+++ Provided entries

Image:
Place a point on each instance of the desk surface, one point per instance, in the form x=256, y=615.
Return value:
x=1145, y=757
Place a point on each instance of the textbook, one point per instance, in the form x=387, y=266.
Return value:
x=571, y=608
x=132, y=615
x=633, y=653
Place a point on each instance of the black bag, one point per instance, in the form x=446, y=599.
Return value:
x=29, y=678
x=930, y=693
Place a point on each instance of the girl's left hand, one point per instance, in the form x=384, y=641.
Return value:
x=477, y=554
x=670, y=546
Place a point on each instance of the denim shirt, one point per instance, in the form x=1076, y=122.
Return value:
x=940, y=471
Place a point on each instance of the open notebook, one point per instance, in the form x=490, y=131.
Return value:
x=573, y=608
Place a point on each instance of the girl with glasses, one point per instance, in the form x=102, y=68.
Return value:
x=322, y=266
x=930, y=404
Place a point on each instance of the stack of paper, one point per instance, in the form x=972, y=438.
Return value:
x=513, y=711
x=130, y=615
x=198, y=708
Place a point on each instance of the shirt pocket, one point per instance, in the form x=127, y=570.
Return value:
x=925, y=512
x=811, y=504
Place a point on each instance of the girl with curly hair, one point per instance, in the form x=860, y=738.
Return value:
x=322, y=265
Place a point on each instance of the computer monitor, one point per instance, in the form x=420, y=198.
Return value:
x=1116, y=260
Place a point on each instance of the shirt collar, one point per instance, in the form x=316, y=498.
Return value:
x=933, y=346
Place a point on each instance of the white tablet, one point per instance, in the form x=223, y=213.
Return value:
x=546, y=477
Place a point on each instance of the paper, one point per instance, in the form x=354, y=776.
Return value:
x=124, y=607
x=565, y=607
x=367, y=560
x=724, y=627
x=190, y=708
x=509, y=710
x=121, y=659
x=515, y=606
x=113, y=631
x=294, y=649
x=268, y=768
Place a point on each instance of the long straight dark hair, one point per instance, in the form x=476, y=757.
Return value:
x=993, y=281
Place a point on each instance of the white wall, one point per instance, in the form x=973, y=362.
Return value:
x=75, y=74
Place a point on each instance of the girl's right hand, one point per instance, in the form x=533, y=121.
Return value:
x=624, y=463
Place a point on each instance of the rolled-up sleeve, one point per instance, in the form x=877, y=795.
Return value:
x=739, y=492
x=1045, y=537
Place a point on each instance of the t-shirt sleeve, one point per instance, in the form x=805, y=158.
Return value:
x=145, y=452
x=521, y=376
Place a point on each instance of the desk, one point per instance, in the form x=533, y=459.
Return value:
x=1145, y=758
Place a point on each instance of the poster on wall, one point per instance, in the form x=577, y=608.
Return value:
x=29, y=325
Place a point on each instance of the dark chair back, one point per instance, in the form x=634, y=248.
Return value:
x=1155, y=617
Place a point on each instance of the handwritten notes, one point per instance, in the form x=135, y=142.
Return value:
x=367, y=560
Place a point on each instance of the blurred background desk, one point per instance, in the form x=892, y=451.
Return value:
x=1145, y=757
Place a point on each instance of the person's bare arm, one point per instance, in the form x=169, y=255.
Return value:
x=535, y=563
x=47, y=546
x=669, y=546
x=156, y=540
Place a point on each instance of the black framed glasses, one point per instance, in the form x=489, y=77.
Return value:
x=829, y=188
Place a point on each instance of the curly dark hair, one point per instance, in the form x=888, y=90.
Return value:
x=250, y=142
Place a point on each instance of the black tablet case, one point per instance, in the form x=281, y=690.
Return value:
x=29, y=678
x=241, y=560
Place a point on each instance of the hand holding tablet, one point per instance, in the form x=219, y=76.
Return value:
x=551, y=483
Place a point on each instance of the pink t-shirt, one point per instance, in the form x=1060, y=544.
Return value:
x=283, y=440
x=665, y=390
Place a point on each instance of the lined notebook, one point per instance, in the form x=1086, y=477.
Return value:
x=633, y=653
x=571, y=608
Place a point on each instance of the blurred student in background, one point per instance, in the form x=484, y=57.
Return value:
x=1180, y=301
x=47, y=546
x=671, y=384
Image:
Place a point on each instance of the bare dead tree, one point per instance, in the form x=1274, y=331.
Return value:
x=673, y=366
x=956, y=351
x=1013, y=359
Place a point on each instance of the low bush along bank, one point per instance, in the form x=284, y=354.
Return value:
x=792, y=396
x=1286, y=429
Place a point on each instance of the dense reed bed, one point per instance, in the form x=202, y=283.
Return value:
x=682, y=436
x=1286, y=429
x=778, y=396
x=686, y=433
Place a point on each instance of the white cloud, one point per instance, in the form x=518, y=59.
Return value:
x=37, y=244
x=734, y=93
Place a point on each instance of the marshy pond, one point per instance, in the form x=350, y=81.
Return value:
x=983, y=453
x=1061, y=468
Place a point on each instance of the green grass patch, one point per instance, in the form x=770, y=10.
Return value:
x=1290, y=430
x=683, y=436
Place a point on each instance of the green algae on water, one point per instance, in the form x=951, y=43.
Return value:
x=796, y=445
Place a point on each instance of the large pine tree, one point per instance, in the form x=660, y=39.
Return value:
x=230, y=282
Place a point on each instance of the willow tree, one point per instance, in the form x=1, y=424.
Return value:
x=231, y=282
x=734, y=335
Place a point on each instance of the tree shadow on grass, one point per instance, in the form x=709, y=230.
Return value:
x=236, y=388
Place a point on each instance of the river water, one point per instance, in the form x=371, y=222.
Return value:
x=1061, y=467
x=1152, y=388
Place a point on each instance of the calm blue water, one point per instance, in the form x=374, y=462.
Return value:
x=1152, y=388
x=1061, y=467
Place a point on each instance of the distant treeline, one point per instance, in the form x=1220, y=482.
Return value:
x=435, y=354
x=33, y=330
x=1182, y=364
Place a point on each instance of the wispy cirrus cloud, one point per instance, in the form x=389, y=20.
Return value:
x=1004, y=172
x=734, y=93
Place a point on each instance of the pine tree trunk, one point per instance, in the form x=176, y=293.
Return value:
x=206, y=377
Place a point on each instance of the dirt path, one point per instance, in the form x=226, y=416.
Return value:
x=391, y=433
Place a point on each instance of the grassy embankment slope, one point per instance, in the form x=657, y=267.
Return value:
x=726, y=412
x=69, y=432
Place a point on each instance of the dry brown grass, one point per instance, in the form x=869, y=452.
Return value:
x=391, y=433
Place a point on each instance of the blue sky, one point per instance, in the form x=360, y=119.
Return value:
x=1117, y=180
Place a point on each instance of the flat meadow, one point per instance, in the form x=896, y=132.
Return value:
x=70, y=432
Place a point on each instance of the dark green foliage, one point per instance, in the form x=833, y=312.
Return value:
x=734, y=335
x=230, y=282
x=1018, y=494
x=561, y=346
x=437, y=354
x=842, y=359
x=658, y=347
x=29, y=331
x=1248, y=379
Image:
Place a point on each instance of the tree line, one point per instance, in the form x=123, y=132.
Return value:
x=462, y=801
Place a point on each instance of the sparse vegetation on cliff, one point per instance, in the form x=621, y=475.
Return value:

++++++

Aim: Reproduce every one of the records above verbatim, line for line.

Answer to the task:
Image:
Place a point on each instance of the desk surface, one point per instance, in the form x=256, y=615.
Return value:
x=1145, y=757
Place a point on each instance of the textbook, one point per instance, in the form x=387, y=266.
Return value:
x=571, y=608
x=132, y=615
x=633, y=653
Place a point on each instance of the black bag, one point per instance, in the form x=446, y=599.
Return value:
x=29, y=678
x=930, y=693
Place a point on each instance of the girl's left hand, one point per instance, in the form x=384, y=641.
Return value:
x=477, y=554
x=670, y=546
Place a point on each instance of the denim shirt, one point per instance, in the form x=1076, y=122.
Return value:
x=940, y=471
Place a point on each instance of the open notebook, one point per instance, in the form x=490, y=131.
Return value:
x=573, y=608
Place a point on each instance of the girl with glasses, one point per instance, in the form x=102, y=68.
Return value:
x=322, y=266
x=930, y=404
Place a point on each instance of the stack of paper, one point per instance, in the form x=972, y=438.
Return value:
x=513, y=711
x=130, y=615
x=198, y=708
Place a point on each instance of the shirt pocket, one point per instance, in the form x=127, y=570.
Return value:
x=925, y=512
x=811, y=504
Place a point on each instance of the girl with curly hair, one point per instance, in the form x=860, y=738.
Return value:
x=322, y=265
Place a point on each instance of the computer monitor, one point per instance, in the form x=420, y=198.
Return value:
x=1116, y=260
Place a point on each instance of the shirt collar, one point per instance, in the form x=316, y=498.
Return value:
x=933, y=346
Place a point on each instance of the white tablet, one point per instance, in the form x=223, y=213.
Return value:
x=546, y=477
Place a point on each instance of the paper, one point per instance, in the form x=354, y=776.
Return value:
x=124, y=607
x=565, y=607
x=367, y=560
x=724, y=627
x=190, y=708
x=509, y=710
x=121, y=659
x=515, y=606
x=113, y=631
x=294, y=649
x=268, y=768
Place a point on each instance of the long straight dark hair, one point per instance, in the form x=476, y=757.
Return value:
x=993, y=281
Place a point on each instance of the white wall, one point per instance, in the form x=973, y=362.
Return value:
x=75, y=74
Place a point on each instance of the girl's right hand, one point per instance, in the form x=533, y=121.
Return value:
x=624, y=463
Place a point on each instance of the rolled-up sleeve, one point per instance, in the form x=877, y=795.
Return value:
x=739, y=492
x=1045, y=537
Place a point on each instance of the t-shirt sleeve, one point per instance, in the form x=805, y=158.
Return value:
x=145, y=452
x=521, y=376
Place a point on each instance of the desk, one point per instance, in the form x=533, y=459.
Return value:
x=1145, y=758
Place a point on each instance of the poster on wall, one point per instance, in the form x=577, y=608.
Return value:
x=29, y=325
Place a point on each instance of the dark chair back, one point per instance, in the form x=634, y=248.
Return value:
x=1155, y=617
Place a point on each instance of the handwritten notes, one point per instance, in the form x=135, y=142.
Return value:
x=367, y=560
Place a point on each instance of the blurred background desk, one point per instance, in the form x=892, y=451.
Return value:
x=1145, y=757
Place a point on each instance of the person's bare arm, one point per instance, in the form x=169, y=255.
Return value:
x=535, y=563
x=47, y=546
x=669, y=546
x=156, y=540
Place a point on each instance of the black framed glasses, one point per instance, in the form x=489, y=77.
Return value:
x=829, y=188
Place a point on each instance of the curly dark hair, one point per instance, in the form x=888, y=90.
Return value:
x=250, y=142
Place a point on each instance of the black tablet case, one point per instance, in the form x=281, y=690.
Return value:
x=29, y=678
x=241, y=560
Place a point on each instance of the hand holding tablet, one point per instance, in the form x=219, y=76.
Return value:
x=551, y=483
Place a point on each instance of the pink t-shirt, one point per instance, in the form x=1060, y=544.
Return value:
x=283, y=440
x=665, y=390
Place a point on each instance of the lined notebook, one point per instance, in the form x=1086, y=477.
Return value:
x=633, y=653
x=571, y=608
Place a point on each instance of the blurred student in background, one point per instance, in the form x=484, y=57.
Return value:
x=1180, y=301
x=47, y=546
x=671, y=384
Image:
Place a point on each instance of the bare dead tree, one point per instance, in the form x=1274, y=331.
Return value:
x=673, y=366
x=956, y=351
x=1013, y=359
Place a point on each instance of the low bush along bank, one point per instance, in the form x=284, y=354.
Return value:
x=792, y=396
x=1286, y=429
Place a point on each instance of the dense reed bed, one point per instance, in the form x=202, y=283.
Return value:
x=682, y=436
x=1286, y=429
x=778, y=396
x=686, y=433
Place a point on each instance of the white cloud, one point per instance, in the form x=518, y=59.
Return value:
x=37, y=244
x=734, y=93
Place a point on each instance of the marshy pond, one point per instance, in the form x=350, y=81.
Return value:
x=983, y=453
x=1061, y=468
Place a point on each instance of the green grass patch, one point per instance, in the form x=770, y=10.
Return value:
x=1290, y=430
x=683, y=436
Place a point on each instance of the green algae on water, one point per instance, in the form x=951, y=43.
Return value:
x=796, y=445
Place a point on each instance of the large pine tree, one point per instance, in the form x=660, y=39.
Return value:
x=230, y=282
Place a point on each instance of the willow tree, one point per instance, in the form x=1, y=424.
Return value:
x=231, y=282
x=734, y=335
Place a point on each instance of the tree shadow on grass, one point per instance, in the form x=709, y=230.
Return value:
x=236, y=388
Place a point on each instance of the river water, one point per instance, in the form x=371, y=222.
Return value:
x=1061, y=467
x=1152, y=388
Place a point on each instance of the calm blue water, one point per instance, in the form x=374, y=462.
Return value:
x=1152, y=388
x=1061, y=467
Place a point on each instance of the distant treeline, one point per instance, in the form x=1220, y=482.
Return value:
x=435, y=354
x=33, y=330
x=1182, y=364
Place a point on each instance of the wispy cirrus cloud, one point per instance, in the form x=389, y=20.
Return value:
x=1004, y=172
x=734, y=93
Place a point on each instance of the pine tree trunk, one point per instance, in the form x=176, y=293.
Return value:
x=206, y=377
Place a point on each instance of the dirt path, one point per instance, in the form x=226, y=416.
Return value:
x=391, y=433
Place a point on each instance of the grassy embankment slope, one point per instance, in the form x=657, y=267.
Return value:
x=726, y=412
x=69, y=432
Place a point on each instance of the dry brown grass, one point per instance, in the form x=869, y=452.
Return value:
x=391, y=433
Place a point on each instance of the blue sky, one point per instance, in the form x=360, y=119.
Return value:
x=1117, y=180
Place a point on each instance of the flat meadow, one point per instance, in the form x=896, y=132.
Return value:
x=70, y=432
Place a point on each instance of the dark green foliage, one point per instance, in the form x=833, y=312.
Return value:
x=734, y=335
x=230, y=282
x=1018, y=494
x=561, y=346
x=437, y=354
x=842, y=359
x=658, y=347
x=29, y=331
x=1248, y=379
Image:
Place a point on each instance of the tree line, one point per instance, in the form x=123, y=132.
Return value:
x=462, y=801
Place a point on each instance of the sparse vegetation on cliff, one point per instance, in the form x=621, y=475.
Return value:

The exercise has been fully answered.